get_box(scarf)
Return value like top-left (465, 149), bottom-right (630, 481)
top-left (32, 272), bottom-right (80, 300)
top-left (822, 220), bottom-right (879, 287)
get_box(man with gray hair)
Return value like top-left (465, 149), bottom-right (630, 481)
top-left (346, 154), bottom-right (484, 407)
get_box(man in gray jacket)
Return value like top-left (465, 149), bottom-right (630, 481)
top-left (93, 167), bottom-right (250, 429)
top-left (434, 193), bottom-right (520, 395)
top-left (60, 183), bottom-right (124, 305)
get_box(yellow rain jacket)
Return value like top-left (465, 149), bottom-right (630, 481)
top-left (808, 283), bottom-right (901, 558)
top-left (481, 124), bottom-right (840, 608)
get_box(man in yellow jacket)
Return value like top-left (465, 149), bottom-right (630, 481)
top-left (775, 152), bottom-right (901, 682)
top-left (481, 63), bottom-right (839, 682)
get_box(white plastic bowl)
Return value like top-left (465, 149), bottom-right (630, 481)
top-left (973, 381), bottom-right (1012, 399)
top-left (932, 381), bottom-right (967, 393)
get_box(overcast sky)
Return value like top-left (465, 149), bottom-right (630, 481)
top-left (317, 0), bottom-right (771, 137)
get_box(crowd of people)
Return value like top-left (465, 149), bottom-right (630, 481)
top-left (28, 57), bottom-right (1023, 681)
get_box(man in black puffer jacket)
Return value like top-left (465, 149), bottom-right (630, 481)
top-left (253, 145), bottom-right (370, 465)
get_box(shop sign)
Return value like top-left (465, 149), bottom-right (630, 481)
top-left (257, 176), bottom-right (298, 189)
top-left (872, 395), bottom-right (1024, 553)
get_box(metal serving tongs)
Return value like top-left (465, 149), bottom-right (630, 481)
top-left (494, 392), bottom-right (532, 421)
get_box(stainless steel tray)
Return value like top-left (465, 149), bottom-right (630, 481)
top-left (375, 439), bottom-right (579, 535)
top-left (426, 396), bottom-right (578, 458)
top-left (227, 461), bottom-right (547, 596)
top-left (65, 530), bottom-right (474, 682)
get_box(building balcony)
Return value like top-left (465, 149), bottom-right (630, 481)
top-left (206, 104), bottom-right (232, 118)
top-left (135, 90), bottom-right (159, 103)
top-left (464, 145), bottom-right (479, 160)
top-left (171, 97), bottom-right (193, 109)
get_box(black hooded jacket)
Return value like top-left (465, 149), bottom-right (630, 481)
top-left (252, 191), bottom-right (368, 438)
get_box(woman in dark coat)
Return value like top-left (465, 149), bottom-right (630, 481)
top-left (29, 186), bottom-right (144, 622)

+---+

**DESCRIPTION OF THE TASK:** Write the listing out again in full, exactly as it stands above.

**RESULT:**
get_box(scarf)
Return value like top-left (465, 149), bottom-right (630, 481)
top-left (32, 272), bottom-right (80, 300)
top-left (822, 220), bottom-right (879, 287)
get_box(man with gray hair)
Return value like top-left (465, 149), bottom-right (630, 481)
top-left (346, 154), bottom-right (484, 407)
get_box(man in gray jacket)
Return value like top-left (465, 149), bottom-right (630, 481)
top-left (93, 167), bottom-right (250, 429)
top-left (434, 193), bottom-right (520, 395)
top-left (60, 183), bottom-right (124, 305)
get_box(yellow rain jacket)
Return value like top-left (465, 149), bottom-right (630, 481)
top-left (808, 283), bottom-right (901, 558)
top-left (481, 124), bottom-right (840, 608)
get_box(man in yellow jacket)
Return value like top-left (465, 149), bottom-right (630, 481)
top-left (775, 152), bottom-right (901, 682)
top-left (481, 63), bottom-right (839, 682)
get_box(white plastic bowl)
Return value like top-left (465, 149), bottom-right (630, 481)
top-left (973, 381), bottom-right (1012, 399)
top-left (932, 381), bottom-right (967, 393)
get_box(overcast sky)
Return value like top-left (465, 149), bottom-right (630, 481)
top-left (317, 0), bottom-right (771, 137)
get_box(crowd of people)
Return value like top-left (465, 149), bottom-right (630, 481)
top-left (28, 57), bottom-right (1023, 681)
get_box(man in black puffer jacket)
Return value like top-left (465, 149), bottom-right (630, 481)
top-left (253, 145), bottom-right (370, 465)
get_box(shop sign)
Return value like top-left (465, 149), bottom-right (630, 481)
top-left (257, 176), bottom-right (298, 189)
top-left (872, 395), bottom-right (1024, 553)
get_box(metal serving tongs)
Return value like top-left (465, 149), bottom-right (630, 481)
top-left (494, 392), bottom-right (532, 421)
get_box(stainless steel tray)
Return value like top-left (465, 149), bottom-right (630, 481)
top-left (375, 439), bottom-right (579, 535)
top-left (426, 396), bottom-right (578, 458)
top-left (227, 461), bottom-right (547, 596)
top-left (65, 530), bottom-right (474, 682)
get_box(building balcony)
Return value like top-left (465, 149), bottom-right (630, 481)
top-left (206, 104), bottom-right (232, 118)
top-left (135, 90), bottom-right (159, 103)
top-left (464, 145), bottom-right (479, 160)
top-left (171, 97), bottom-right (193, 109)
get_box(black hooded jacket)
Return value like top-left (465, 149), bottom-right (630, 481)
top-left (252, 191), bottom-right (368, 438)
get_box(woman in dark coat)
Return value like top-left (465, 149), bottom-right (630, 481)
top-left (29, 186), bottom-right (144, 622)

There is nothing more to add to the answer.